▶ [Brano riportato]:

☆ ☆ ☆

1112-1140
Infatti a volte gli amanti sembrano combattere.
Tandem ubi se erupit nervis collecta cupido,
parva fit ardoris violenti pausa parumper.
Inde redit rabies eadem et furor ille revisit. 1115-1117
«Infine quando la brama raccolta si sprigiona dai nervi, / si produce una piccola pausa del violento ardore e per poco. / Poi torna la medesima furia e si ripresenta quella frenesia».
E non trovano espediente per vincere il male ma «si struggono per una ferita nascosta» (tabescunt vulnere caeco1). Si consumano le forze, la vita passa sottomessi al cenno di un’altra persona (alterius sub nutu degitur aetas, v. 1122), il patrimonio si consuma e soprattutto languent officia atque aegrotat fama vacillans, «stagnano i doveri e la fama incerta langue» (v. 1124). Segue un elenco delle spese sostenute per corteggiare l’amante, spese che sperperano bene parta patrum, «i beni dei padri onestamente prodotti» (v. 1129); e tutto questo però è fatto
nequiquam, quoniam medio de fonte leporum
surgit amari aliquid quod ipsis floribus angat, 1133-1134
«invano, poiché dal mezzo della fonte dei piaceri / sgorga un che di amaro che provoca angoscia proprio nei fiori».
I motivi di tale angoscia sono il pensiero di una vita sprecata senza far nulla, o perché una parola ambigua ha creato un equivoco e subentra la gelosia.
vv. 1141-1145
Atque in amore mala haec proprio summeque secundo
inveniuntur; in adverso vero atque inopi sunt,
prendere quae possis oculorum lumine operto,
innumerabilia; ut melius vigilare sit ante,
qua docui ratione, cavereque ne inliciaris. 1141-1145
«E questi mali si trovano in un amore che ci appartine e sommamente / favorevole; invece in uno contrario e per cui non ci sono risorse, / ce ne sono innumerevoli che puoi cogliere / a occhi chiusi; sicché è meglio stare in guardia prima, / con il sistema che ho insegnato, e stare attenti a non essere adescati».
Qui si conclude la descrizione della patologia e segue quella della terapia.
nam vitare, plăgas in amoris ne iaciamur,
non ita difficile est quam captum retibus ipsis
exire et validos Veneris perrumpere nodos.
et tamen implicitus quoque possis inque peditus
effugere infestum, nisi tute tibi obvius obstes
et praetermittas animi vitia omnia primum
aut quae corporis sunt eius, quam praepetis ac vis. vv. 1146-1152
«Infatti evitare di gettarsi nei lacci d’amore / non è così difficile quanto, una volta catturato nelle reti stesse, / uscirne e spezzare i saldi nodi di Venere. / E tuttavia anche una volta stretto nei lacci e inceppato potresti / schivare il pericolo, se non fossi tu a ostacolarti andondole incontro / e prima di tutto non lasciassi passare tutti i vizi dell’animo / o quelli del corpo, che ci sono, di colei che desideri al massimo e vuoi».

☆ ☆ ☆

▶ [Voci elencate]:
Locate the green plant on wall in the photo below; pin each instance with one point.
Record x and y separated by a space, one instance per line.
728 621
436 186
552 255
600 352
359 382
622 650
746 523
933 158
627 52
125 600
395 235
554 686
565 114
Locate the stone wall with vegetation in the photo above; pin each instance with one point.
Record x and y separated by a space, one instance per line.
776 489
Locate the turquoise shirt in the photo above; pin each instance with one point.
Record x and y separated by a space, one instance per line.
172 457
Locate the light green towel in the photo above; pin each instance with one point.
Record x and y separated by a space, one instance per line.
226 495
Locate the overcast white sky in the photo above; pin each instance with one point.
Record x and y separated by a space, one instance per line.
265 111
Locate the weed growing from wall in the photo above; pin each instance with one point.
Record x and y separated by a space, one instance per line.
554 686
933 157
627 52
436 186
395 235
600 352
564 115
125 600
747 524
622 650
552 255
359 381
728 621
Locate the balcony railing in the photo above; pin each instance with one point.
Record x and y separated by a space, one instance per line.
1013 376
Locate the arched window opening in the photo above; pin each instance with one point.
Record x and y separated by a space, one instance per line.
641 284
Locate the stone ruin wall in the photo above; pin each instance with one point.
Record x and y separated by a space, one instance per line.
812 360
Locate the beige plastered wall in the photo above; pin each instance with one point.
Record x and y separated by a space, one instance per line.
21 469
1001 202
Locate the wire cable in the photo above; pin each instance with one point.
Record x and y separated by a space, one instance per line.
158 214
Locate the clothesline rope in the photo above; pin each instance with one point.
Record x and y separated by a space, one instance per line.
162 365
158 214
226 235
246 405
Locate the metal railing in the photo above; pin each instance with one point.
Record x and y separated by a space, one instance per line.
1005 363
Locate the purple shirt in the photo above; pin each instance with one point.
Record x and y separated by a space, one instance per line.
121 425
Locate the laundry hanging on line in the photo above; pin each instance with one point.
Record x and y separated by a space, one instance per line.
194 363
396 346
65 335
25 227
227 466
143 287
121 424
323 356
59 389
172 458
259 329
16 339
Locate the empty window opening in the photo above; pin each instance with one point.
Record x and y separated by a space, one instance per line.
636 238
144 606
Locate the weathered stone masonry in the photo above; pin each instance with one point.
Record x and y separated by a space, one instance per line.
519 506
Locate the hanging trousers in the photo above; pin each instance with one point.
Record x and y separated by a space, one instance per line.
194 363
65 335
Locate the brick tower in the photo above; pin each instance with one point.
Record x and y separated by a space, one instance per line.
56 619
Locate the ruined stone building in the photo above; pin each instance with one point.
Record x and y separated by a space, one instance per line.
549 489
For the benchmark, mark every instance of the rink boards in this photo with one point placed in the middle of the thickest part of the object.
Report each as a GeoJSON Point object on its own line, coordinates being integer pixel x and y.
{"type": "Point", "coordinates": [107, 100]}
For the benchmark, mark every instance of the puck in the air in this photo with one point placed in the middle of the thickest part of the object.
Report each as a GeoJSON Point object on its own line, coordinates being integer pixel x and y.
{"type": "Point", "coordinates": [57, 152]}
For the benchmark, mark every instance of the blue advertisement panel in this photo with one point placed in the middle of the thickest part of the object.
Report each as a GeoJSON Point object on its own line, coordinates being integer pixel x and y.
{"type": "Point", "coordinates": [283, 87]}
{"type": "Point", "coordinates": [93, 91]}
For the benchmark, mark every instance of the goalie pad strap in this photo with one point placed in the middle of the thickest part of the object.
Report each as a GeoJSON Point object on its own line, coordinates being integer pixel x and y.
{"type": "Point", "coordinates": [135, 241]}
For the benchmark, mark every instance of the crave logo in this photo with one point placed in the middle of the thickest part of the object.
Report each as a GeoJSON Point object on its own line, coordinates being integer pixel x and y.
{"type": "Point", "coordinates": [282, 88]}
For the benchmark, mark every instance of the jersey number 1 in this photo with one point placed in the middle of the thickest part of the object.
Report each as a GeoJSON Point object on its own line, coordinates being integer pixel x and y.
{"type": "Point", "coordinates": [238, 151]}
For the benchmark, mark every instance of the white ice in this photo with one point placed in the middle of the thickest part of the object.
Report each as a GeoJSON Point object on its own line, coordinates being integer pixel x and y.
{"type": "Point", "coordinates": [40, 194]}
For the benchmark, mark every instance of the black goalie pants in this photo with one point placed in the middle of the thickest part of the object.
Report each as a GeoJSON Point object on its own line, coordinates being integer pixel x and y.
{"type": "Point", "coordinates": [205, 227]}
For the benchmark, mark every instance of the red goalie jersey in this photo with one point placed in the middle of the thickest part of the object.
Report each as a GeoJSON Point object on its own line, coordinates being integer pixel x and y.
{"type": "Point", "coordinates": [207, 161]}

☆ ☆ ☆

▶ [Domande]:
**a.** Traduci in inglese questa frase del brano riportato: "Qui si conclude la descrizione della patologia e segue quella della terapia."
**b.** Le seguenti affermazioni sono in accordo con il brano riportato? Per ognuna rispondi sì o no e cita le parole del brano che lo dimostrano.
(i) Le spese per corteggiare l'amante fanno sperperare i beni dei padri.
(ii) Uscire dalle reti d'amore è più facile che evitare di cadervi.
(iii) Quando la brama si sprigiona, l'ardore si ferma a lungo.

▶ [Soluzioni]:
**a.** Here the description of the pathology ends, and the description of the therapy follows.

**b.**
(i) Sì: "spese che sperperano bene parta patrum, «i beni dei padri onestamente prodotti»".
(ii) No: "evitare di gettarsi nei lacci d’amore / non è così difficile quanto, una volta catturato nelle reti stesse, / uscirne e spezzare i saldi nodi di Venere".
(iii) No: "si produce una piccola pausa del violento ardore e per poco".